AIM OF THE EXERCISE: Retype all the data word for word.
====== DATA IN THIS EXERCISE
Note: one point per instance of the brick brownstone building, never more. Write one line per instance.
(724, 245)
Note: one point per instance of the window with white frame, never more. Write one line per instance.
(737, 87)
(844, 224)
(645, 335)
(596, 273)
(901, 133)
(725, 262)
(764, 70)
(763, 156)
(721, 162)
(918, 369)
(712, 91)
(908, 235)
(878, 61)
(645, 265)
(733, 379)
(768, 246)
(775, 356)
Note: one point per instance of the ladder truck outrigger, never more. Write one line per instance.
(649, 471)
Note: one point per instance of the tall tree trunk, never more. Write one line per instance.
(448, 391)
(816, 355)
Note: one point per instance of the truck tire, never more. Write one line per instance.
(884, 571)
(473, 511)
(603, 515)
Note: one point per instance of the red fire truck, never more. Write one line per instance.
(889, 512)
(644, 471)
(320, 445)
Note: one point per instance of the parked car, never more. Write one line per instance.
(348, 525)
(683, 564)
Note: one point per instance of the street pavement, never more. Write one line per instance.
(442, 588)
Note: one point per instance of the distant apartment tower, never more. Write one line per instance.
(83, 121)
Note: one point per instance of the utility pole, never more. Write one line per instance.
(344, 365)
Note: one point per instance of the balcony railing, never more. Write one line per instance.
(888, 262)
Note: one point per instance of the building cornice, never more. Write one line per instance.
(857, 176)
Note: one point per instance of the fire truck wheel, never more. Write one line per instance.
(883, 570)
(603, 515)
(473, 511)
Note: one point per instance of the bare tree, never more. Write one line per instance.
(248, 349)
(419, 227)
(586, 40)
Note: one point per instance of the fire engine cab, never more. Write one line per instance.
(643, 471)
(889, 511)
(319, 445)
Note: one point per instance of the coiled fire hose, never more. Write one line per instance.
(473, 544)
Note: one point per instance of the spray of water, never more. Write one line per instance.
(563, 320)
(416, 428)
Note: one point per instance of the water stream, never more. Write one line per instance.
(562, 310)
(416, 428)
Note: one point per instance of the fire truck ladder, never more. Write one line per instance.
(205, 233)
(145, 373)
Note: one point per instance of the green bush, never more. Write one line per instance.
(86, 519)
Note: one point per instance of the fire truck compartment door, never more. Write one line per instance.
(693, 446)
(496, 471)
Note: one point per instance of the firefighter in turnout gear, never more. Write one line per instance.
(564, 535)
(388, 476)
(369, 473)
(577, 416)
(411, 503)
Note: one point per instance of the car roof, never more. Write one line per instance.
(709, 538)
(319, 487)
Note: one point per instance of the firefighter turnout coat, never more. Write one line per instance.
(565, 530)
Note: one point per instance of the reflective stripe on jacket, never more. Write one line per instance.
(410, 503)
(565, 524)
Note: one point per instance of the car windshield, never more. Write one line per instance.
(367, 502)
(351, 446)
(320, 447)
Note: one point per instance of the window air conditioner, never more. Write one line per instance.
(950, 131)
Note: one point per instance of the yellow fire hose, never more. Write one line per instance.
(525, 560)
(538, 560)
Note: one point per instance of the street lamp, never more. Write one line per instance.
============
RESPONSE FOR THIS EXERCISE:
Note: one point per instance of the brick brownstone building, never more. Write one line per instance.
(724, 245)
Note: one point per instance of the window with white frame, never more. Write one line per instance.
(737, 87)
(844, 224)
(645, 335)
(596, 273)
(901, 133)
(725, 262)
(764, 70)
(763, 156)
(721, 162)
(918, 369)
(712, 91)
(908, 235)
(878, 61)
(645, 265)
(733, 379)
(768, 246)
(775, 356)
Note: one point per instance of the ladder truck outrigger, never more. Write one line per instance.
(649, 471)
Note: one point per instance of the tall tree trunk, never more. Write one line per instance.
(448, 391)
(816, 355)
Note: one point per instance of the truck tire, never more. Write one line per instance.
(884, 571)
(473, 511)
(603, 515)
Note: one point per instance of the red fire truck, never more. Write one line per instance.
(889, 512)
(644, 471)
(320, 445)
Note: one point per instance of the parked car, never more. Write one line per instance.
(348, 525)
(683, 564)
Note: one point per instance of the street pavement, never more. Write one line per instance.
(442, 588)
Note: one point per instance of the distant apartment tower, never more. Write one line per instance.
(83, 121)
Note: one point per instance of the utility pole, never more. Write one line per instance.
(344, 365)
Note: one point per instance of the balcony railing, never more. Write one line per instance.
(888, 262)
Note: one point per instance of the building cornice, never more. Write one line per instance.
(857, 176)
Note: one point per instance of the fire truck wheel, never more. Write one line per instance.
(883, 570)
(603, 515)
(473, 511)
Note: one point per instance of the bare tree, never more. Write one line per instance.
(248, 349)
(419, 227)
(586, 40)
Note: one point per instance of the fire engine cab, never more. Write one line per instance.
(643, 471)
(889, 511)
(319, 445)
Note: one point per instance of the coiled fire hose, never more. Write one line per instance.
(473, 544)
Note: one point per instance of the spray of water, never more. Write one line per instance.
(563, 320)
(416, 428)
Note: one point per instance of the water stream, never more. Write one line per instance.
(562, 310)
(416, 428)
Note: one point per instance of the fire truck ladder, never more. Write one line per instance.
(205, 233)
(145, 373)
Note: one point per instance of the green bush, never more. Write one line per instance.
(86, 519)
Note: one point per instance of the fire truck compartment door, never more. Write one line per instance.
(693, 446)
(496, 471)
Note: one point per instance of the firefighter in turnout gear, never more. Write one line per instance.
(564, 535)
(388, 476)
(369, 473)
(577, 416)
(411, 503)
Note: one point per instance of the car roof, never more. Write one line per instance.
(709, 538)
(319, 487)
Note: one point per instance of the firefighter turnout coat, never more. Write one line per instance.
(565, 530)
Note: one point per instance of the reflective stripe on jacket, never more. Write one line per instance.
(410, 503)
(565, 524)
Note: one point per instance of the car windshield, never more. Write one line per instance.
(367, 502)
(351, 446)
(320, 447)
Note: one point per instance of the window air conditioner, never more. Write one line per instance.
(950, 131)
Note: one point per instance of the yellow fire hose, never more. Write one line per instance.
(525, 560)
(538, 560)
Note: one point per instance of the street lamp, never more. Write one line per instance.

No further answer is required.